## Start Data supplied

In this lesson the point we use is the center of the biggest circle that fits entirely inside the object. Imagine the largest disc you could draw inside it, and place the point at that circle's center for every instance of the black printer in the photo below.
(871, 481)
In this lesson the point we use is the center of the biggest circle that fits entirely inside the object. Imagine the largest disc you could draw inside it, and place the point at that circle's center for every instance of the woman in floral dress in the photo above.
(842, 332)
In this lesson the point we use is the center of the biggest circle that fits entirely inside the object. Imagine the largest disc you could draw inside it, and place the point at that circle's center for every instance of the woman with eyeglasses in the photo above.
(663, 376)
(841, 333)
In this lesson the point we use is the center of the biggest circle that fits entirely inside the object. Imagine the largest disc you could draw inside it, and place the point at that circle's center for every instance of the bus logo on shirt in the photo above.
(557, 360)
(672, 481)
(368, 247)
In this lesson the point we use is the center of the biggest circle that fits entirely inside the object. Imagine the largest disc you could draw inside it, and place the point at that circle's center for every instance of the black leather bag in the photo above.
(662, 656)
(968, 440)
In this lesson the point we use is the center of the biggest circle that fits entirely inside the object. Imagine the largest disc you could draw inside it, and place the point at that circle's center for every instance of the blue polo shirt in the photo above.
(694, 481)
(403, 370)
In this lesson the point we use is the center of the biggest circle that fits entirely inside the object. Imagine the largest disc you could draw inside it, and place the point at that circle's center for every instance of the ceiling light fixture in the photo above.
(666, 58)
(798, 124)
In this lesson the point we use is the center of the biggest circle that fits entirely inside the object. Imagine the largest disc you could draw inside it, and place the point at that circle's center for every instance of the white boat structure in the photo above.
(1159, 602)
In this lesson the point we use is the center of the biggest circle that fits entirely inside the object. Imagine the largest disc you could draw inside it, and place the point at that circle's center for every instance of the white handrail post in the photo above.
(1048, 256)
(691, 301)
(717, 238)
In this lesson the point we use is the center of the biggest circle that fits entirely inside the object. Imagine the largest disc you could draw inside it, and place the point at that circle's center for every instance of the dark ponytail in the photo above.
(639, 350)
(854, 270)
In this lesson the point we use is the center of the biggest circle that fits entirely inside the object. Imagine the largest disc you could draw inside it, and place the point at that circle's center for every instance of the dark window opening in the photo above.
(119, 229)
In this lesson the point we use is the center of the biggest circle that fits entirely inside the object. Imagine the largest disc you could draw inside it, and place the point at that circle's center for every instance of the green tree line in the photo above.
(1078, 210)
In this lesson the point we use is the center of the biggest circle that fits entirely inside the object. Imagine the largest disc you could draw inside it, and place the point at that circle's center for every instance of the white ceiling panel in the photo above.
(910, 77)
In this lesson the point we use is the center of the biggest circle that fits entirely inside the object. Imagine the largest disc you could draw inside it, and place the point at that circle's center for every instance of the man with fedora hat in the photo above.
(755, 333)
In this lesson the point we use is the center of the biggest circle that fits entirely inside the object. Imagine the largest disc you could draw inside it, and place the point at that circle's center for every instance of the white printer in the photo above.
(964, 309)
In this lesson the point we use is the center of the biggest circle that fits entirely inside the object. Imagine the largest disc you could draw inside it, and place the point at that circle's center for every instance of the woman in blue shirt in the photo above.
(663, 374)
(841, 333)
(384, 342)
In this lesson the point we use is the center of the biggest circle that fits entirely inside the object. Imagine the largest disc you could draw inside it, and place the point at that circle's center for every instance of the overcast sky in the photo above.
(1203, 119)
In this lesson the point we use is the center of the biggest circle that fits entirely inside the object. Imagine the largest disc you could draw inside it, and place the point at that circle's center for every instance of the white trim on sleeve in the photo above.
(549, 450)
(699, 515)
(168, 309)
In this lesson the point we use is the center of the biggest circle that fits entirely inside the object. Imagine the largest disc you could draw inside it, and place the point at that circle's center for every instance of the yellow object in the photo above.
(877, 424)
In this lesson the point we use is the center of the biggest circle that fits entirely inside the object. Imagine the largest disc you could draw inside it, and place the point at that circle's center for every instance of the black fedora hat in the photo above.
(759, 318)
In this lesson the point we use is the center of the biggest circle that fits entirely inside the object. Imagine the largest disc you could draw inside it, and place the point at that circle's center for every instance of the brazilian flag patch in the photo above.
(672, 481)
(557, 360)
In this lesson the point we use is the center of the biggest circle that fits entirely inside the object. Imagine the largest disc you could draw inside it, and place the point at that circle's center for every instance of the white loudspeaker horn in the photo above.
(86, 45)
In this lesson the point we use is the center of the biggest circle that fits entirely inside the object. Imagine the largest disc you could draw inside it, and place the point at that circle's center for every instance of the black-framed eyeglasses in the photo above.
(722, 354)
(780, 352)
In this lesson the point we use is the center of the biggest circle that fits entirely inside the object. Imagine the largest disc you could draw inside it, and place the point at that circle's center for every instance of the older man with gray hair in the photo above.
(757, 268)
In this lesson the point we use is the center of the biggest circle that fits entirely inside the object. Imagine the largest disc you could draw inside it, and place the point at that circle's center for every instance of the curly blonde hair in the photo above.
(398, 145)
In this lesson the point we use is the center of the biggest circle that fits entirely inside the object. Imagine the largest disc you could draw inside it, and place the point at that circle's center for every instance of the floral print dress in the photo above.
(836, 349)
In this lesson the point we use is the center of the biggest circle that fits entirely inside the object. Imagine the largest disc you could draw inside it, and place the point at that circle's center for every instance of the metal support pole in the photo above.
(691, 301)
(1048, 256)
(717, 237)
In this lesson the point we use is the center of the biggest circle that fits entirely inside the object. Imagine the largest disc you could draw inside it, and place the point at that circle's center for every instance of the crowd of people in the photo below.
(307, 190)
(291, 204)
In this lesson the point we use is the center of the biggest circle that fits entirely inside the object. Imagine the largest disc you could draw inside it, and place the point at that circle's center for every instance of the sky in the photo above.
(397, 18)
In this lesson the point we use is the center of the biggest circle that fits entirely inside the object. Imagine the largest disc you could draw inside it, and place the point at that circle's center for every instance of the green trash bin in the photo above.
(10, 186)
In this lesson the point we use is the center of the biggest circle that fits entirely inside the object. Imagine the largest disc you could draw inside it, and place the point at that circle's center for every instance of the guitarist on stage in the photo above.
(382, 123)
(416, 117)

## End Data supplied

◆ **Problem details**:
Your task is to return, exactly and on their own, the lines from the one containing "people in the photo below." through the last line of the listing.

◆ **Answer**:
In this lesson the point we use is the center of the biggest circle that fits entirely inside the object. Imagine the largest disc you could draw inside it, and place the point at that circle's center for every instance of the crowd of people in the photo below.
(307, 190)
(291, 204)
In this lesson the point we use is the center of the biggest circle that fits entirely inside the object. Imagine the largest disc you could draw inside it, and place the point at that circle's center for every instance of the sky in the photo above.
(397, 18)
In this lesson the point we use is the center of the biggest circle that fits entirely inside the object. Imagine the largest disc you could draw inside it, and place the point at that circle's center for every instance of the green trash bin in the photo above.
(10, 186)
In this lesson the point we use is the center of the biggest circle that fits entirely inside the object. Imagine the largest disc you could draw inside it, and place the point at that circle's center for every instance of the guitarist on stage in the photo above.
(382, 123)
(416, 117)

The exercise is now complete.